[WHAT YOU ARE ASKED TO DO]
Render the items from the line with "target | orange extension cord" up to and including the line with "(1003, 317)" as a two-column CSV with the headers item and answer. Give one row per item, putting its text and its answer each in a single quoted field and replacing line breaks with spaces.

— Start RECORDED INFORMATION —

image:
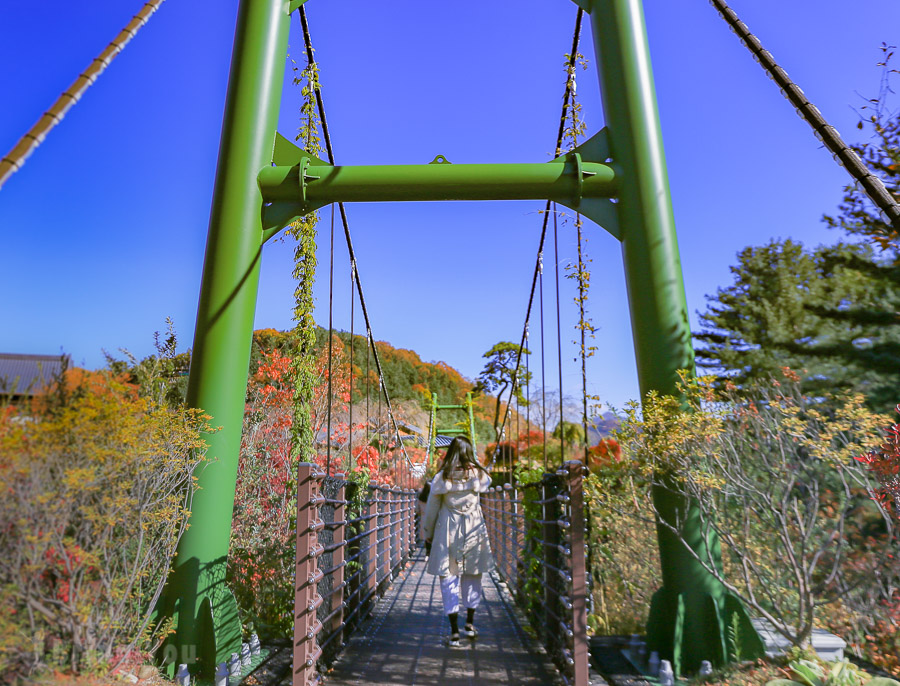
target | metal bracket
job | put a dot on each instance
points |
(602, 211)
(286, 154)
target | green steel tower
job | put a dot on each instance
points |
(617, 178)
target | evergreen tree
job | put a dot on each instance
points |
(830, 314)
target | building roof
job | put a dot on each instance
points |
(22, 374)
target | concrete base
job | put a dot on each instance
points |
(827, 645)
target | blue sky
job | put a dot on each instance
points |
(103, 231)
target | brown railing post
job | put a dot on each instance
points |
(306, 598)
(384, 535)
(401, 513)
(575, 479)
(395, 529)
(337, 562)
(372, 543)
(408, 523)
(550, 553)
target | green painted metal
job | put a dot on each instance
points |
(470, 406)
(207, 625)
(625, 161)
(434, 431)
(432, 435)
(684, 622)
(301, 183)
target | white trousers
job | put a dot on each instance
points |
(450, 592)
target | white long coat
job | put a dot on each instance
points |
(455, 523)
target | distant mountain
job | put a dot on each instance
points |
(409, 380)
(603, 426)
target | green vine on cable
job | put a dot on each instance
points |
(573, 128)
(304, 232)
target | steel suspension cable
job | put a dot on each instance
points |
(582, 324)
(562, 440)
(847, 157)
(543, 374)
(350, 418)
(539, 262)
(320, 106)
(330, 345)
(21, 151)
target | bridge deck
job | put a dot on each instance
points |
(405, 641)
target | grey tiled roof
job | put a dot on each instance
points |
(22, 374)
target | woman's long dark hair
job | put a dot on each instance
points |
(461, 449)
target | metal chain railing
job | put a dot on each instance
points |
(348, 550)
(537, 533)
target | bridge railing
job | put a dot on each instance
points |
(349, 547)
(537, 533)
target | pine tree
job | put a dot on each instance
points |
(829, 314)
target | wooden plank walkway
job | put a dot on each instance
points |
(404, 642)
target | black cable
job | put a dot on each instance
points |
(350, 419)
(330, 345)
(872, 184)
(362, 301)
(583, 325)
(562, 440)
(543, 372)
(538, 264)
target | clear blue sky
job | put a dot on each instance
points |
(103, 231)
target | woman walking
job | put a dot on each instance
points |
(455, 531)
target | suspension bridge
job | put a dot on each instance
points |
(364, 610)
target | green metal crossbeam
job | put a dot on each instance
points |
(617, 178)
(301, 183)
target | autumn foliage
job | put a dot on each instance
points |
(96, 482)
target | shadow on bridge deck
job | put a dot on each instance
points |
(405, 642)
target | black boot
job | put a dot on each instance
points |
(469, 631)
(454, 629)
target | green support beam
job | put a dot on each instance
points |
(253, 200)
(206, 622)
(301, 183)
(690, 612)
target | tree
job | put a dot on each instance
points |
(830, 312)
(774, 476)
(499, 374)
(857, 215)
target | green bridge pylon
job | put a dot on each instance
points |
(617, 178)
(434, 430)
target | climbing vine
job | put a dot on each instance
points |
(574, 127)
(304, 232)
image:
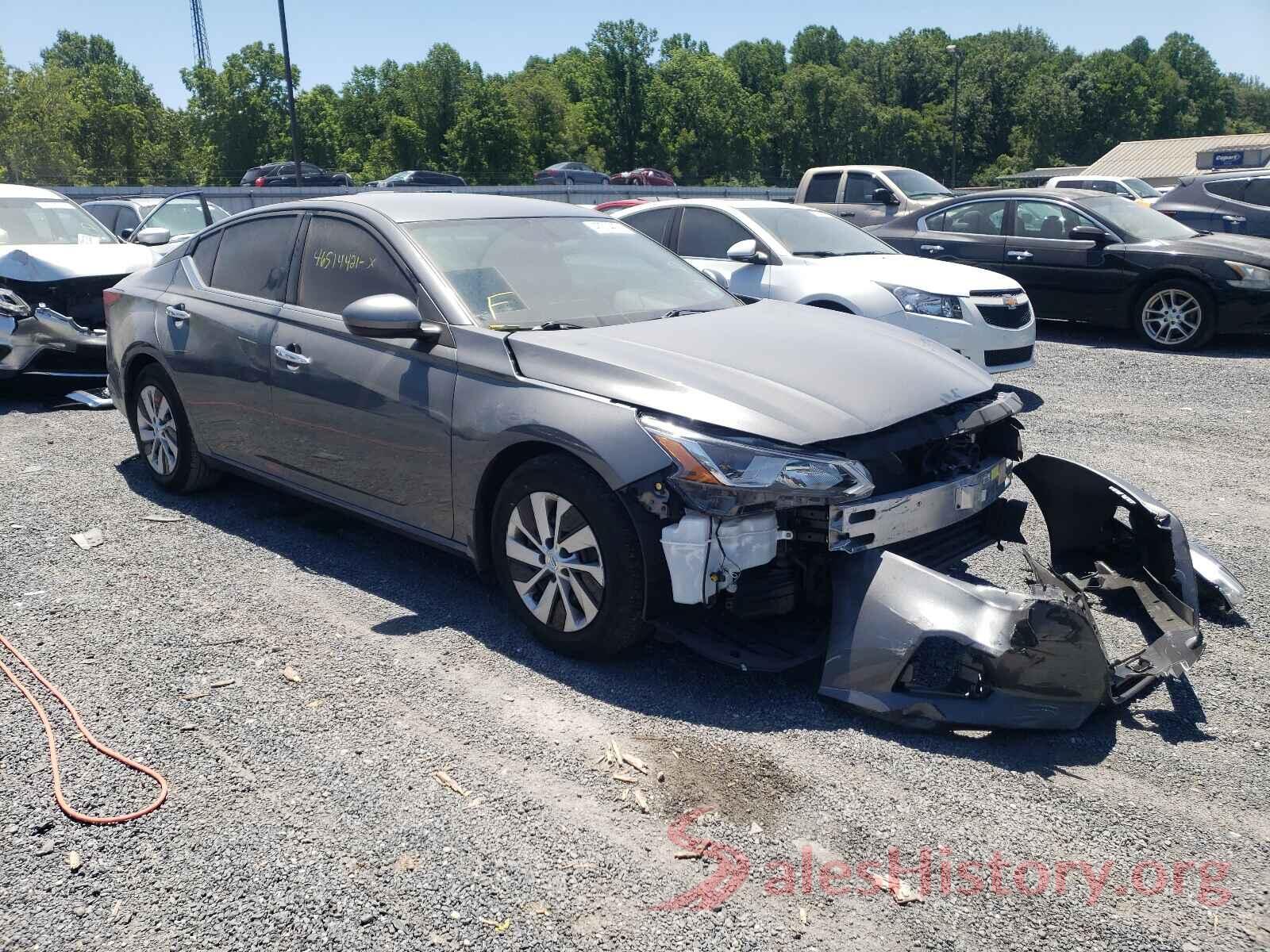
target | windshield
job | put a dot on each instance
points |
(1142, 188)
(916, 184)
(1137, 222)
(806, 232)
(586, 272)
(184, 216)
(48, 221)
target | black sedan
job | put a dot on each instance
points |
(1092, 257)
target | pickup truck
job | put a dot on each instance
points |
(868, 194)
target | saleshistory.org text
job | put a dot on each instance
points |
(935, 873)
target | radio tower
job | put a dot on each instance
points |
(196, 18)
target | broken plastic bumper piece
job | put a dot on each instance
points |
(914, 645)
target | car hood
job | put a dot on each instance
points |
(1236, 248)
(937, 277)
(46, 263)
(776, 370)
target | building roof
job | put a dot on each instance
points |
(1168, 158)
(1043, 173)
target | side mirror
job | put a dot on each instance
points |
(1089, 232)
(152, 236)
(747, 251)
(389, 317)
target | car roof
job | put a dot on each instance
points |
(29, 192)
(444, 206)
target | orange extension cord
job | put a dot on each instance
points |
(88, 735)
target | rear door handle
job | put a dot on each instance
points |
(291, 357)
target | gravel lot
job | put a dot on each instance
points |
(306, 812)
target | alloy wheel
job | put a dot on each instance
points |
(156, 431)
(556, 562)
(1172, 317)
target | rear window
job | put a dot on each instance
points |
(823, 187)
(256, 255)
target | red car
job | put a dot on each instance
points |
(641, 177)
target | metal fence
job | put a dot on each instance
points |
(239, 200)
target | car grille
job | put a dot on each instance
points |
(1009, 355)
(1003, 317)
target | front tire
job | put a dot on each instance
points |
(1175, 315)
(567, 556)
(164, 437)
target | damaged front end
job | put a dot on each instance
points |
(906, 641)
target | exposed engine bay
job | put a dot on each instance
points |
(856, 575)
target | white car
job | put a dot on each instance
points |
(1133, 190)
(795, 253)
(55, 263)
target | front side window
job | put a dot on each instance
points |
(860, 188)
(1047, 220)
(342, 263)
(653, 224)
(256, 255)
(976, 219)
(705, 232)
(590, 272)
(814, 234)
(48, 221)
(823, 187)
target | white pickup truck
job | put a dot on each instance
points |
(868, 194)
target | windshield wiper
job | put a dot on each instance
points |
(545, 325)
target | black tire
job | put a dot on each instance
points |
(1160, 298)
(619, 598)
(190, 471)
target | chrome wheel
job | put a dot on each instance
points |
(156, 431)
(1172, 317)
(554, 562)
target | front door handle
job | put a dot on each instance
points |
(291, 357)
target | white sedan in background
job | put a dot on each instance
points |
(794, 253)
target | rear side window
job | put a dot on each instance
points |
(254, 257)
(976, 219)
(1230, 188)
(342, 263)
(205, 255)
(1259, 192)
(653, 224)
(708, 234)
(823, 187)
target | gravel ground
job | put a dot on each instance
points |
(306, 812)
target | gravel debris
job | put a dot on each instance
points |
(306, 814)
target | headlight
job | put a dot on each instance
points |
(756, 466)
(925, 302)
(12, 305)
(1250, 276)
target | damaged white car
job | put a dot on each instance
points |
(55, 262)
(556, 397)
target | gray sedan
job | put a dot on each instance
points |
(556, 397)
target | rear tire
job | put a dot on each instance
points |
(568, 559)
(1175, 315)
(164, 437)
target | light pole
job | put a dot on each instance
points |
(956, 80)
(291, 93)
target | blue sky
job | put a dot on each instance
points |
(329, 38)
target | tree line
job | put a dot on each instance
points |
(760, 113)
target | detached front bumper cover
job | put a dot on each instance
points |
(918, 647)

— End RECORDED INFORMATION —
— Start RECORDED INFORMATION —

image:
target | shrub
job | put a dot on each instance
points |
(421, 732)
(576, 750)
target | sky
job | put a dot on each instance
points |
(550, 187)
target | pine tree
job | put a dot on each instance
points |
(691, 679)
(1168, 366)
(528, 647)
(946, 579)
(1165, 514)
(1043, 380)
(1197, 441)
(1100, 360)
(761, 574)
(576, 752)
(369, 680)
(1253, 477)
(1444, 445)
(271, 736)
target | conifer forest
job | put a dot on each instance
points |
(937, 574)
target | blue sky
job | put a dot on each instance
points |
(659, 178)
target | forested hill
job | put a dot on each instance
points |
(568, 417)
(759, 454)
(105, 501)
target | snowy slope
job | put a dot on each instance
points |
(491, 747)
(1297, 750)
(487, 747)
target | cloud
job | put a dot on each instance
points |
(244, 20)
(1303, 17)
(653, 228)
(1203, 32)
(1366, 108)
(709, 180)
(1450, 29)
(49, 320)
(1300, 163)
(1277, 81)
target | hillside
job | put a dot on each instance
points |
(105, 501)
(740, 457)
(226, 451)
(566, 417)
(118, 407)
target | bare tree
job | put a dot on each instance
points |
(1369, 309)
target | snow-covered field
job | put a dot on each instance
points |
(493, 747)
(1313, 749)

— End RECORDED INFORMATION —

[SOLUTION FOR THIS TASK]
item,answer
"target | orange extension cord job | put a dot on each instance points |","(88, 735)"
"target | rear door handle job | put a dot on each instance points |","(291, 357)"
"target | gravel lot job | put a dot on each instance points |","(306, 812)"
"target | alloy wheel job | put a dot on each instance points |","(156, 431) (556, 562) (1172, 317)"
"target | rear window job | put a dot on each instance points |","(823, 187) (256, 255)"
"target | red car job | put a dot on each instance points |","(641, 177)"
"target | metal fence job | put a dot on each instance points |","(239, 200)"
"target | car grille job | put a dot on each instance points |","(1009, 355) (1003, 317)"